THE EXERCISE:
Convert the data below, starting at the line containing "of the apartment" and running through the last line of the data, into a JSON list of strings with one string per line and no blank lines.

DATA EXTRACT:
■ ■ ■ ■ ■

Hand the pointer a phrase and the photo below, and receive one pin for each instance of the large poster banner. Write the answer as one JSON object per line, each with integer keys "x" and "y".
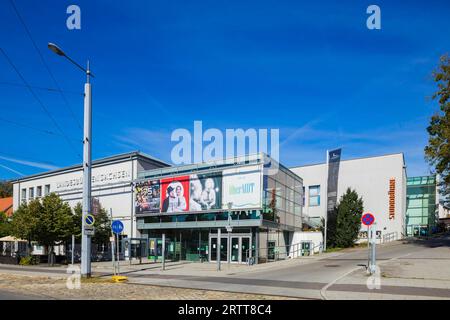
{"x": 175, "y": 194}
{"x": 241, "y": 188}
{"x": 147, "y": 196}
{"x": 205, "y": 191}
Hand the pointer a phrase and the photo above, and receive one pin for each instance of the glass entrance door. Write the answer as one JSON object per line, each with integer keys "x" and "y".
{"x": 245, "y": 246}
{"x": 237, "y": 251}
{"x": 223, "y": 249}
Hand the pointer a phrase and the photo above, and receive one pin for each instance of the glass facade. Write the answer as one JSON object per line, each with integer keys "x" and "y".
{"x": 282, "y": 199}
{"x": 421, "y": 212}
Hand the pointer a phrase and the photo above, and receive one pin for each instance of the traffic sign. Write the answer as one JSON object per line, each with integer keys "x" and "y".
{"x": 367, "y": 219}
{"x": 89, "y": 232}
{"x": 89, "y": 220}
{"x": 117, "y": 226}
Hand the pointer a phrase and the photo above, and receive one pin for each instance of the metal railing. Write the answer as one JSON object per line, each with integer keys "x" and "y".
{"x": 275, "y": 254}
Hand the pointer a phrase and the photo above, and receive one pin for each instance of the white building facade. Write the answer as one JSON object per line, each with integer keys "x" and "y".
{"x": 380, "y": 181}
{"x": 112, "y": 185}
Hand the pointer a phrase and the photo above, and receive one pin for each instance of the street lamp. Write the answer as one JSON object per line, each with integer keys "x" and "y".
{"x": 87, "y": 161}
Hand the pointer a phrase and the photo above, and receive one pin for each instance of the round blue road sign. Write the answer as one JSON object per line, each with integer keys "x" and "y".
{"x": 367, "y": 219}
{"x": 117, "y": 226}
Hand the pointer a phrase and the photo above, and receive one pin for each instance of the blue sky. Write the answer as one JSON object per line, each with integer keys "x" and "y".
{"x": 308, "y": 68}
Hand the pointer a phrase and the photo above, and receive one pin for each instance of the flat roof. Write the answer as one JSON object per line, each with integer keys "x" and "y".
{"x": 244, "y": 160}
{"x": 121, "y": 156}
{"x": 354, "y": 159}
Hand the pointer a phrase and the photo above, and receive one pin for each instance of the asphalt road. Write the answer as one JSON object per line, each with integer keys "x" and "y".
{"x": 7, "y": 295}
{"x": 298, "y": 279}
{"x": 308, "y": 280}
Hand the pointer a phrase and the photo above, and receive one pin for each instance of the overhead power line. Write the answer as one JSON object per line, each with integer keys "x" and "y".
{"x": 13, "y": 84}
{"x": 22, "y": 21}
{"x": 44, "y": 108}
{"x": 23, "y": 125}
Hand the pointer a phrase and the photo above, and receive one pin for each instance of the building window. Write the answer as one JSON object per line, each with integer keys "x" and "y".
{"x": 23, "y": 196}
{"x": 39, "y": 192}
{"x": 314, "y": 196}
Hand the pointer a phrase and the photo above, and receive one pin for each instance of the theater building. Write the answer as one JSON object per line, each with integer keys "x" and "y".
{"x": 253, "y": 211}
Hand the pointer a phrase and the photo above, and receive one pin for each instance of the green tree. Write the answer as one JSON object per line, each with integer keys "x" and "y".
{"x": 437, "y": 152}
{"x": 54, "y": 223}
{"x": 347, "y": 220}
{"x": 102, "y": 224}
{"x": 24, "y": 222}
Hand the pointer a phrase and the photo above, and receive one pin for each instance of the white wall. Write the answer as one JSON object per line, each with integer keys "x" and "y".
{"x": 370, "y": 178}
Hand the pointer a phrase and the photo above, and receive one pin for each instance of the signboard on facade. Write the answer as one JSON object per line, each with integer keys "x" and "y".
{"x": 148, "y": 196}
{"x": 75, "y": 180}
{"x": 392, "y": 198}
{"x": 175, "y": 194}
{"x": 334, "y": 159}
{"x": 241, "y": 188}
{"x": 205, "y": 191}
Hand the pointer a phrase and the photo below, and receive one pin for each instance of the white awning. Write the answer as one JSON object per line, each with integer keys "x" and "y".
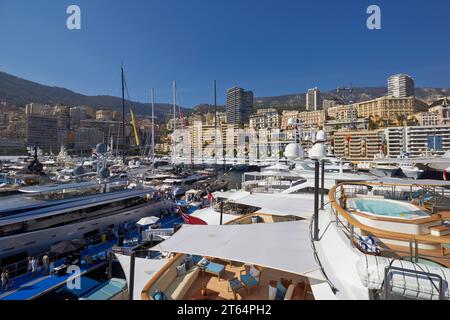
{"x": 144, "y": 271}
{"x": 299, "y": 205}
{"x": 212, "y": 217}
{"x": 284, "y": 246}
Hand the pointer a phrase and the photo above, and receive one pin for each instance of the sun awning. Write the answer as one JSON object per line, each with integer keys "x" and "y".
{"x": 212, "y": 217}
{"x": 299, "y": 205}
{"x": 284, "y": 246}
{"x": 144, "y": 271}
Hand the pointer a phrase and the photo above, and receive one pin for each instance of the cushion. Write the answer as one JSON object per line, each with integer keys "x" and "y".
{"x": 281, "y": 292}
{"x": 254, "y": 272}
{"x": 214, "y": 267}
{"x": 290, "y": 292}
{"x": 189, "y": 262}
{"x": 248, "y": 280}
{"x": 203, "y": 262}
{"x": 158, "y": 295}
{"x": 286, "y": 283}
{"x": 181, "y": 270}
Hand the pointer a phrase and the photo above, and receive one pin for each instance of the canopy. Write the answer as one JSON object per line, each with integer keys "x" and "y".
{"x": 212, "y": 217}
{"x": 67, "y": 246}
{"x": 146, "y": 221}
{"x": 299, "y": 205}
{"x": 284, "y": 246}
{"x": 143, "y": 272}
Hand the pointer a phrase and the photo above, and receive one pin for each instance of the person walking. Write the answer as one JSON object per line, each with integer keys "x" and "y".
{"x": 45, "y": 263}
{"x": 30, "y": 264}
{"x": 51, "y": 267}
{"x": 34, "y": 266}
{"x": 5, "y": 280}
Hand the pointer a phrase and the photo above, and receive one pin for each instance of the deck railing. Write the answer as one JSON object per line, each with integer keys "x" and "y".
{"x": 350, "y": 226}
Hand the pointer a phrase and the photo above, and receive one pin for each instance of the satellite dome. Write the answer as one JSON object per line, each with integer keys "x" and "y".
{"x": 101, "y": 148}
{"x": 318, "y": 151}
{"x": 79, "y": 171}
{"x": 104, "y": 173}
{"x": 293, "y": 151}
{"x": 321, "y": 136}
{"x": 291, "y": 122}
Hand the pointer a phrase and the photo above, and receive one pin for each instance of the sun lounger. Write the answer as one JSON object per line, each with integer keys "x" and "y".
{"x": 209, "y": 267}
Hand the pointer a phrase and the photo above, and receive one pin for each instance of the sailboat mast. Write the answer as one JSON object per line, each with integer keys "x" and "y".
{"x": 123, "y": 117}
{"x": 215, "y": 125}
{"x": 153, "y": 128}
{"x": 174, "y": 120}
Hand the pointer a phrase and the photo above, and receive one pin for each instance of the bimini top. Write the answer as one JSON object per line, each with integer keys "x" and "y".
{"x": 298, "y": 205}
{"x": 284, "y": 246}
{"x": 413, "y": 183}
{"x": 72, "y": 204}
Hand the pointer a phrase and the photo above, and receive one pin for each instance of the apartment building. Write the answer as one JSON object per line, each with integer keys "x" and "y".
{"x": 265, "y": 119}
{"x": 308, "y": 119}
{"x": 401, "y": 86}
{"x": 357, "y": 145}
{"x": 239, "y": 105}
{"x": 417, "y": 140}
{"x": 41, "y": 131}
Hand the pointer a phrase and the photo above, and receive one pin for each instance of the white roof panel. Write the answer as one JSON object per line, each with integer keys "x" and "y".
{"x": 284, "y": 246}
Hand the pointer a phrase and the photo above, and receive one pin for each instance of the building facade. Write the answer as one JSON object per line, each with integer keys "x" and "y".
{"x": 239, "y": 106}
{"x": 313, "y": 99}
{"x": 401, "y": 86}
{"x": 41, "y": 131}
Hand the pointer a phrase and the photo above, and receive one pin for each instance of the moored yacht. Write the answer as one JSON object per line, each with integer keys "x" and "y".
{"x": 31, "y": 223}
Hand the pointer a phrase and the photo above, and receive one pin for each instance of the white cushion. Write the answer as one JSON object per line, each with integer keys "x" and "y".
{"x": 254, "y": 272}
{"x": 202, "y": 262}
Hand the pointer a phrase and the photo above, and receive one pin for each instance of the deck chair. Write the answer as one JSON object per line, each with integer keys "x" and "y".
{"x": 251, "y": 277}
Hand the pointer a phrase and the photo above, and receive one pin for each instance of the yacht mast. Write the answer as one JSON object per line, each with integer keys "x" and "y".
{"x": 153, "y": 128}
{"x": 174, "y": 121}
{"x": 215, "y": 125}
{"x": 123, "y": 117}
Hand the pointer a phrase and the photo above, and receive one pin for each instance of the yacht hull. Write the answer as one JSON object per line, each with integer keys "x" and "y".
{"x": 38, "y": 242}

■ ■ ■ ■ ■

WRITTEN ANSWER:
[
  "Hand the pointer a phrase and the photo above, and receive one pin for each instance of the apartment building. Write the answer as one JSON object per line, each with integer keys \"x\" and \"y\".",
  "{\"x\": 265, \"y\": 119}",
  "{\"x\": 308, \"y\": 119}",
  "{\"x\": 401, \"y\": 86}",
  "{\"x\": 357, \"y\": 145}",
  "{\"x\": 239, \"y\": 105}",
  "{\"x\": 417, \"y\": 140}",
  "{\"x\": 41, \"y\": 131}",
  "Hand the pointer a phrase and the photo above, and receive one pin for each instance of the white roof panel. Write the answer as one JSON object per line, each with integer keys \"x\" and \"y\".",
  "{\"x\": 284, \"y\": 246}",
  "Hand the pointer a phrase and the photo above, and receive one pin for each instance of the building facade. Write the answer as one JSON object per line, each with integer keys \"x\" and \"y\".",
  "{\"x\": 239, \"y\": 106}",
  "{\"x\": 313, \"y\": 99}",
  "{\"x\": 401, \"y\": 86}",
  "{\"x\": 41, \"y\": 131}",
  "Hand the pointer a phrase and the photo above, and receive one pin for each instance of the moored yacht. Write the answer as one JSON object per line, each with integer keys \"x\" and \"y\".",
  "{\"x\": 31, \"y\": 223}",
  "Hand the pointer a phrase and the photo above, and receive one pin for each instance of the white cushion. Write the answer as one JSON object per line, each with integer keys \"x\" and \"y\".",
  "{\"x\": 254, \"y\": 272}",
  "{\"x\": 202, \"y\": 262}",
  "Hand the pointer a phrase and the photo above, and receive one pin for each instance of the deck chair. Write the answer as one JSON object per line, each with integer keys \"x\" and \"y\".",
  "{\"x\": 251, \"y\": 277}",
  "Hand the pointer a phrase and the photo above, and receive one pin for each instance of the yacht mast. Write the answer as one JSON object per line, each with integer keys \"x\" and \"y\".",
  "{\"x\": 153, \"y\": 128}",
  "{\"x\": 174, \"y\": 121}",
  "{\"x\": 215, \"y\": 125}",
  "{\"x\": 123, \"y\": 117}",
  "Hand the pointer a phrase and the photo above, and receive one pin for each instance of the yacht hull. Write the answer as one JSON object per line, each with integer keys \"x\" and \"y\".",
  "{\"x\": 38, \"y\": 242}"
]